Text passage

- Opening Delimiter -

New filter cuts LLM context waste by 89% with near-zero overhead
79.6% token reduction at 0.30 ms – no indexing required.
A new arXiv paper by Shweta Mishra tackles a critical bottleneck in LLM-powered developer tools: context window inefficiency. Paulsen's earlier work showed that models degrade well before reaching their advertised context limits (Maximum Effective Context Window), making context construction a quality problem. Modern repositories often contain massive non-code artifacts – compiled datasets, model weights, minified JS bundles, gigabyte logs – that push out relevant source code.
Mishra's solution is a lightweight, correctness-aware context hygiene framework that runs before tokenization. It uses only OS-level stat() metadata, requiring no indexing or semantic retrieval (unlike RepoCoder, GraphRAG, or AST-based chunking). The SizeFilter at a 1 MB threshold achieves 79.6% mean token reduction at 0.30 ms overhead across 10 open-source repos (22,046 files, 5 languages). A HybridFilter reaches 89.3% reduction with the lowest variance of any evaluated method.
In a limited evaluation with CodeLlama-7B-Instruct (18 tasks), the filter boosted file-level accuracy from 25% to 72% and slashed hallucination frequency from 61% to 17%. A token-density study across 2,688 files confirmed a near-perfect linear correlation (Pearson r=0.997, 0.250 tokens/byte). All code and data are released for reproducibility.
- SizeFilter achieves 79.6% token reduction at <0.01 ms per file decision using only OS stat() metadata.
- HybridFilter reaches 89.3% reduction with lowest variance; no indexing needed unlike RepoCoder or GraphRAG.
- Accuracy improved from 25% to 72% and hallucinations dropped from 61% to 17% in 18-task evaluation with CodeLlama-7B.
Why It Matters
A lightweight, no-index filter that dramatically cuts context waste and boosts LLM accuracy in real-world code repos.

- Closing Delimiter -

Copy out the part of the context filter article that begins with the words containing "- SizeFilter achieves" and ends with "RepoCoder or GraphRAG.".

Data excerpt
- Opening Delimiter -

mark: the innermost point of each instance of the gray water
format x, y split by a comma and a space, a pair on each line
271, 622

- Closing Delimiter -

Solution for this problem
- SizeFilter achieves 79.6% token reduction at <0.01 ms per file decision using only OS stat() metadata.
- HybridFilter reaches 89.3% reduction with lowest variance; no indexing needed unlike RepoCoder or GraphRAG.